» **TASK REQUIREMENTS**:
Use the entries below and reproduce exactly the lines from the one containing "If you could spot the blonde" down to the one containing "If you could spot the player's outstretched", both of them included.

» **DATA IN THIS EXERCISE**:
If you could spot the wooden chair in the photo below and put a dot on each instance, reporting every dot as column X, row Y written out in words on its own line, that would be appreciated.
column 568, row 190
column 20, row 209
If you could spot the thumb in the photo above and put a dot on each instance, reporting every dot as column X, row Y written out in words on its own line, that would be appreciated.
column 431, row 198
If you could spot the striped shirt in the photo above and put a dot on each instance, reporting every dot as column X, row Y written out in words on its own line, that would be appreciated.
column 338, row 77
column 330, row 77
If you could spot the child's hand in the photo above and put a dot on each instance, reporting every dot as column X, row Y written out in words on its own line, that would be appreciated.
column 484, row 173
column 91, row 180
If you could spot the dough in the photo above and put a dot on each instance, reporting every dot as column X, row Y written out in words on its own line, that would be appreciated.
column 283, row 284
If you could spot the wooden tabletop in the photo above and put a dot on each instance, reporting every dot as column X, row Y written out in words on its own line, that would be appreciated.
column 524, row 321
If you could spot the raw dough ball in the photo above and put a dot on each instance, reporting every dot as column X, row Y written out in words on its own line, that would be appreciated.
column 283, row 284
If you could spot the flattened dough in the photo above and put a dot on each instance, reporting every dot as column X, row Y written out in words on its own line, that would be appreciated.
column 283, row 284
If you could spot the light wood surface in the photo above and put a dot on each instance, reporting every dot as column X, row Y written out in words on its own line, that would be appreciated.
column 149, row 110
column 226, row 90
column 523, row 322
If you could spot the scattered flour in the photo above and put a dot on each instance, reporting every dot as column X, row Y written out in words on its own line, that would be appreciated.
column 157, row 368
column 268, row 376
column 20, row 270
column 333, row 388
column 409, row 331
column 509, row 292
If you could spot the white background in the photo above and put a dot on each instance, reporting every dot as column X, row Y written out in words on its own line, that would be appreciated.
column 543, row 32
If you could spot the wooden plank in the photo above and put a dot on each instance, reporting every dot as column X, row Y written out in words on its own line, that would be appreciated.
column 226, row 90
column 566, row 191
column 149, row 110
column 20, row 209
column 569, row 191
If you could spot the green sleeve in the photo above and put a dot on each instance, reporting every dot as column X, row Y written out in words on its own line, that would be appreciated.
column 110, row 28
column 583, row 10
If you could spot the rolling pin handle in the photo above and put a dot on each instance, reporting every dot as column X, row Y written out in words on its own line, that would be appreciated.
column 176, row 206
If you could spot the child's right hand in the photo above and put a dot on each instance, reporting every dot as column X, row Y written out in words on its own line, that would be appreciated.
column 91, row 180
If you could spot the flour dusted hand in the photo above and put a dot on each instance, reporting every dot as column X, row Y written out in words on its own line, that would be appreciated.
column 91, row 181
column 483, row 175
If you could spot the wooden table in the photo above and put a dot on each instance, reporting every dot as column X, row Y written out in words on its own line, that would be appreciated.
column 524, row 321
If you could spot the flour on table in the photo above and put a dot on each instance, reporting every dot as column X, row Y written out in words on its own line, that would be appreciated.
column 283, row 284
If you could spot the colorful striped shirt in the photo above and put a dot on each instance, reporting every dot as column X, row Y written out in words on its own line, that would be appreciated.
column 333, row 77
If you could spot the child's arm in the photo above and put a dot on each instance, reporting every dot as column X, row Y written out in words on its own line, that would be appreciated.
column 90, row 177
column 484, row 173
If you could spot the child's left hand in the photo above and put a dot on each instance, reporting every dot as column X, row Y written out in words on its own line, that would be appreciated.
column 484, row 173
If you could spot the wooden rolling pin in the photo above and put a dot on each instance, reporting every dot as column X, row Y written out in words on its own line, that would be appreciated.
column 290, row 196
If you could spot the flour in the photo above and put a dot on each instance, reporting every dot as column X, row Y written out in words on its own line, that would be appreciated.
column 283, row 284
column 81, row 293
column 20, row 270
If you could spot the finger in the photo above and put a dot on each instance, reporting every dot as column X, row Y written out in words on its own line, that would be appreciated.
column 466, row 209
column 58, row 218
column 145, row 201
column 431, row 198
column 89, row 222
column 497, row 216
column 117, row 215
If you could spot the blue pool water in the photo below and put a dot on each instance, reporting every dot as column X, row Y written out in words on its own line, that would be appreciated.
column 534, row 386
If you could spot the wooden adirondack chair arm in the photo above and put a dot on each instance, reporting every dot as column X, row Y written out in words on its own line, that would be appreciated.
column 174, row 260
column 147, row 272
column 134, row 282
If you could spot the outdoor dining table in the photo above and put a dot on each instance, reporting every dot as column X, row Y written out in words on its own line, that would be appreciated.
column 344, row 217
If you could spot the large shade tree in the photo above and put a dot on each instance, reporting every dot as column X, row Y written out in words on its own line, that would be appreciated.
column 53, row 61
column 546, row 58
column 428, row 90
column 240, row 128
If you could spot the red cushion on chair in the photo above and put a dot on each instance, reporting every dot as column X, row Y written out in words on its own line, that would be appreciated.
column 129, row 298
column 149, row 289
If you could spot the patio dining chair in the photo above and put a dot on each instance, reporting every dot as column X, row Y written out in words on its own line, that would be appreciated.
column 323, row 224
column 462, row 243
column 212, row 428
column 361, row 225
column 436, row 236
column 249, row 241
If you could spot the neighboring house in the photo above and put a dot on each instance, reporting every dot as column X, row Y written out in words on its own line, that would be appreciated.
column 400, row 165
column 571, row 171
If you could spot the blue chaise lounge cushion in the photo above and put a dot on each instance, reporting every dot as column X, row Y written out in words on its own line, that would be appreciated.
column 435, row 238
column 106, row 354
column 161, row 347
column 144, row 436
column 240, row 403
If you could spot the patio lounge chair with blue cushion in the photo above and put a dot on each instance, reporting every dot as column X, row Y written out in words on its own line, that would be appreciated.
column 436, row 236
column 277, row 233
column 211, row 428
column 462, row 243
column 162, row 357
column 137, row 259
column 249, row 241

* * *

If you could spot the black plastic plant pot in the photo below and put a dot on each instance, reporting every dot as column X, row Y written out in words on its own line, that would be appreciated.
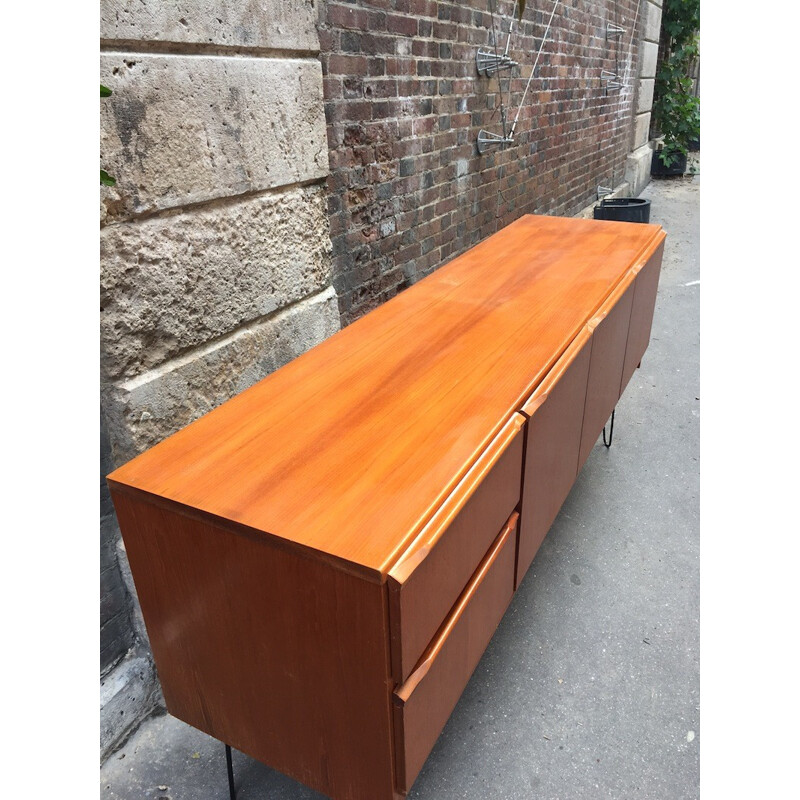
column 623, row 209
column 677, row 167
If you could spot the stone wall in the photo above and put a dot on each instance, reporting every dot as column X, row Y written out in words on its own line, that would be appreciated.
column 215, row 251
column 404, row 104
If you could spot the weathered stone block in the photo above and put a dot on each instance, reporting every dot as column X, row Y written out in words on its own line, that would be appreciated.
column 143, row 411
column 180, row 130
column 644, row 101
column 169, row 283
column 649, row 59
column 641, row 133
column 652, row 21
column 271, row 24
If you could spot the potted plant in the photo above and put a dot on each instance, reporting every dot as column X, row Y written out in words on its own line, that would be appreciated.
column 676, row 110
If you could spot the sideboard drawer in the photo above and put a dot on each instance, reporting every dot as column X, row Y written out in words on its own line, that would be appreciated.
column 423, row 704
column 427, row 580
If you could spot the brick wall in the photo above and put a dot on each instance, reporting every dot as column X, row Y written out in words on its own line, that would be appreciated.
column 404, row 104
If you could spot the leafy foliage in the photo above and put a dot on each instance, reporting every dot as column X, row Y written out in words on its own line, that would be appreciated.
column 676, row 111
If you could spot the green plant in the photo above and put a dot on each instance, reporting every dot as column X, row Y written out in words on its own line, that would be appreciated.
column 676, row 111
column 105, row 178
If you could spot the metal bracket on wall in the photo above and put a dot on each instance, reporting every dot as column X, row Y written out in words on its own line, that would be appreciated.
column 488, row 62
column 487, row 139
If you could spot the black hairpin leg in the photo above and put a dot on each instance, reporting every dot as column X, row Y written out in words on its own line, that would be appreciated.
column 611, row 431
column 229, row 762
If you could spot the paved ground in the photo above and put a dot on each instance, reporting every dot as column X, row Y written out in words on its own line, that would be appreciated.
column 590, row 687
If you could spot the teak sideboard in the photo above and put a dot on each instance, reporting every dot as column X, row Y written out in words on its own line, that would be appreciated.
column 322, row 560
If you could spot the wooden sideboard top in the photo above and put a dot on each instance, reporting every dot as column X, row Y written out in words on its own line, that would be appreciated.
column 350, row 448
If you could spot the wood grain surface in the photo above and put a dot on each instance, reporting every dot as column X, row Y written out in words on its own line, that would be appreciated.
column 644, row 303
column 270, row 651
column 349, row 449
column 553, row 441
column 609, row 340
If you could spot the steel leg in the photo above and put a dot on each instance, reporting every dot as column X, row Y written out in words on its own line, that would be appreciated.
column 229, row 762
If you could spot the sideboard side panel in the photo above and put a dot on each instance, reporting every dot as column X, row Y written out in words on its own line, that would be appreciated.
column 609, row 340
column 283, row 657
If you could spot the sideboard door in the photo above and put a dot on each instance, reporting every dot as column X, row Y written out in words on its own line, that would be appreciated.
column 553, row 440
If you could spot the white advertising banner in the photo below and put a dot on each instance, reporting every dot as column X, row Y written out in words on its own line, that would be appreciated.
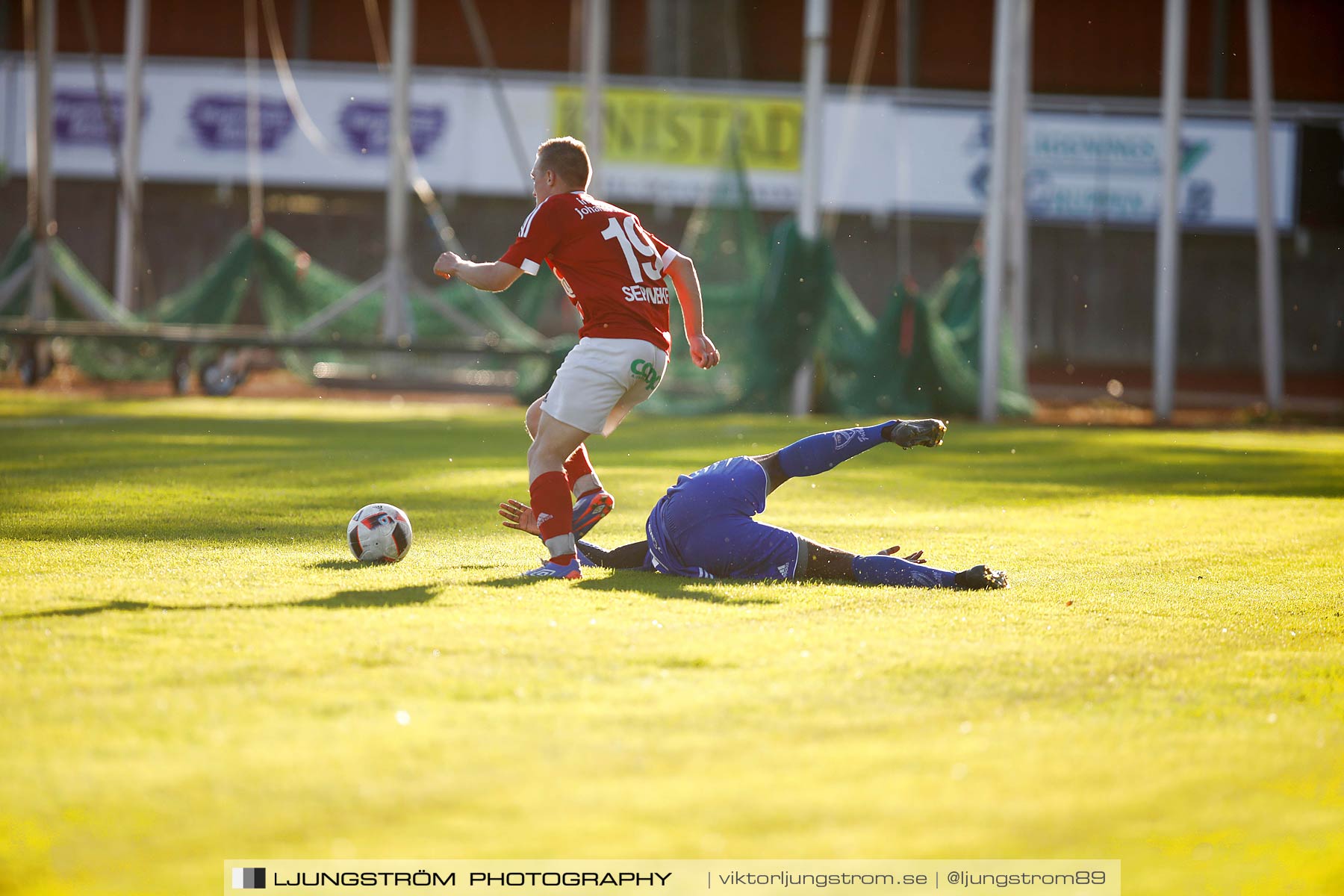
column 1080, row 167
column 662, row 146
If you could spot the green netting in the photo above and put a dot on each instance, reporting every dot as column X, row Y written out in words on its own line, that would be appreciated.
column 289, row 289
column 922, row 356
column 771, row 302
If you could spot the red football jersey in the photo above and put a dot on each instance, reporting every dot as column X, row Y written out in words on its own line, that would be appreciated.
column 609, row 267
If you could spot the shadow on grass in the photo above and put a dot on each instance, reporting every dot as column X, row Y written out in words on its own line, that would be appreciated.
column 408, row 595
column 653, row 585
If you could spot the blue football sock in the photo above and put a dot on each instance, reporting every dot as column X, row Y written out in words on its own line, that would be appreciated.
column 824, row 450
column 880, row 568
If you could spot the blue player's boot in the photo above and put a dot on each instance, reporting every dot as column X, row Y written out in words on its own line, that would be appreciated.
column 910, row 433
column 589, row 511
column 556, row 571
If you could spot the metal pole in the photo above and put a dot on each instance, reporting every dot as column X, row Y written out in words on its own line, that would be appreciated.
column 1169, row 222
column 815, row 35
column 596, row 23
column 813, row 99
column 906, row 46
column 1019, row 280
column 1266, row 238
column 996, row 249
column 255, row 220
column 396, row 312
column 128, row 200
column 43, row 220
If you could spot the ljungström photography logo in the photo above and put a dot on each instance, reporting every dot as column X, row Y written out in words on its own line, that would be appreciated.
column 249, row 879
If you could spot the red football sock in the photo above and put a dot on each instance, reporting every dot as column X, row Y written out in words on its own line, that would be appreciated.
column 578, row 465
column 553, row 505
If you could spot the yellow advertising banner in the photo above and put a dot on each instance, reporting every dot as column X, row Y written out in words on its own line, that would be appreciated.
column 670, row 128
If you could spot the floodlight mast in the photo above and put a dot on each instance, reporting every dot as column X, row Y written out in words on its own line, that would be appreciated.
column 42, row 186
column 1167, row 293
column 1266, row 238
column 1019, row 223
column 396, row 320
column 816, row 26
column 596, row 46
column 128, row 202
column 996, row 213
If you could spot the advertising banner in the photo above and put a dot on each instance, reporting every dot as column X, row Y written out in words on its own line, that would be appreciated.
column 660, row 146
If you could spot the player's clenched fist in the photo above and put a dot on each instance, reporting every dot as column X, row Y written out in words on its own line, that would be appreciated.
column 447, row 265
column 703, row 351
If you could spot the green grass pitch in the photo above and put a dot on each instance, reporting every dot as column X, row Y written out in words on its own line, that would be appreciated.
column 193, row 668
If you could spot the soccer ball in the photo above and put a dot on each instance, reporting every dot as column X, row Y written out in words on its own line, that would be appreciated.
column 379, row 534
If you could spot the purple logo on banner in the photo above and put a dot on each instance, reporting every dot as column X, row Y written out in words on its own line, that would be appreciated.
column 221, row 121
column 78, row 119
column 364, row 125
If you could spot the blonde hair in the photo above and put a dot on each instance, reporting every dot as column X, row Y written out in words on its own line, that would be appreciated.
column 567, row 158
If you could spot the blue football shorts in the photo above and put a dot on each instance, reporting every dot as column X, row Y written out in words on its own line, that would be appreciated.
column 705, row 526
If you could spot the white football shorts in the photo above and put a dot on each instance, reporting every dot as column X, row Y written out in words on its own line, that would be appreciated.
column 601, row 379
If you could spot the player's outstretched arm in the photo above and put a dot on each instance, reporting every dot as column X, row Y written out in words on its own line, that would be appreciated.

* * *

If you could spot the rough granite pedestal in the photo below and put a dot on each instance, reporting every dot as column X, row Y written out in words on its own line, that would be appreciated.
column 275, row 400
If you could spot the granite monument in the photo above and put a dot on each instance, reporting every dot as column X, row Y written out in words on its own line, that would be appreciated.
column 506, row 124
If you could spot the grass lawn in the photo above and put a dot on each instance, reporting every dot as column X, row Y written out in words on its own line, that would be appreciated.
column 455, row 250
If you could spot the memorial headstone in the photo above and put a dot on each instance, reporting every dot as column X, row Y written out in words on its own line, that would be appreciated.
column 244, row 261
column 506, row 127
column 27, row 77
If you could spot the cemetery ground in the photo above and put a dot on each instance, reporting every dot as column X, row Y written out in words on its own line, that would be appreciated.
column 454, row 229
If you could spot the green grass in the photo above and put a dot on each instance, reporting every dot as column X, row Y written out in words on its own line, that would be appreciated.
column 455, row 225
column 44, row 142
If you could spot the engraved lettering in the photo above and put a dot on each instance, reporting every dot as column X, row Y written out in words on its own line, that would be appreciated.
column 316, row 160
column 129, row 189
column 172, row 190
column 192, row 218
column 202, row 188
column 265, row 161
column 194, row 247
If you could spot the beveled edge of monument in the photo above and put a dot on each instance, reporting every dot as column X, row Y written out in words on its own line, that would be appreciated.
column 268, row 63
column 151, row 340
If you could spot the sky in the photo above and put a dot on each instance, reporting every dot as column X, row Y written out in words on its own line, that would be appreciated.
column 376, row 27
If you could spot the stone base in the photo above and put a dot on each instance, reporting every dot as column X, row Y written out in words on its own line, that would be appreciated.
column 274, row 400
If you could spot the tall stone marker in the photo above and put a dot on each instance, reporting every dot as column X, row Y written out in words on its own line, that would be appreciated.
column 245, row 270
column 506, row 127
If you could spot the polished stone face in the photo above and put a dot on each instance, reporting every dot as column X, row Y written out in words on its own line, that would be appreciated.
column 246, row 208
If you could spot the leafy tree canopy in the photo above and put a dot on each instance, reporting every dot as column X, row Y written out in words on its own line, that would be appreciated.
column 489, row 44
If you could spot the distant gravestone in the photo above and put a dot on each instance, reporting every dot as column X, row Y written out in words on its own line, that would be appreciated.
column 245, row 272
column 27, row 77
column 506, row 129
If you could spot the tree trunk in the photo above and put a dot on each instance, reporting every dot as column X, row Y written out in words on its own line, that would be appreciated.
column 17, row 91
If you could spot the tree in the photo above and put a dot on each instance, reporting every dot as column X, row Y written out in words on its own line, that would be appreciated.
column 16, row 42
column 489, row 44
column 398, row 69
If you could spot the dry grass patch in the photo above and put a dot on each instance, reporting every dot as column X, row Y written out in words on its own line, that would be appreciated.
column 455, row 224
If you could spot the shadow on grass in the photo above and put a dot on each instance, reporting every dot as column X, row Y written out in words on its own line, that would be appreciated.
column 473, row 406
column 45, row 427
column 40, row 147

» **RESPONSE TO THIS TASK**:
If you could spot the blonde hair in the photo above and put a dot on each instance, reporting every dot as column X, row Y written out in words on its own line, that would be appreciated.
column 567, row 158
If you could spot the blue football shorts in the photo above and put a dot on each instance, reporting every dot as column X, row Y written out in words on its own line, that would be appreciated.
column 705, row 526
If you could spot the white football shorts in the photo above and put a dot on each instance, reporting every dot as column X, row Y written out in words on its own line, that would be appreciated.
column 601, row 379
If you could spot the player's outstretched arm in the photo above and put a dot on each instance, reporting every dot as column X, row Y written out in words on its own line, that would be appreciated.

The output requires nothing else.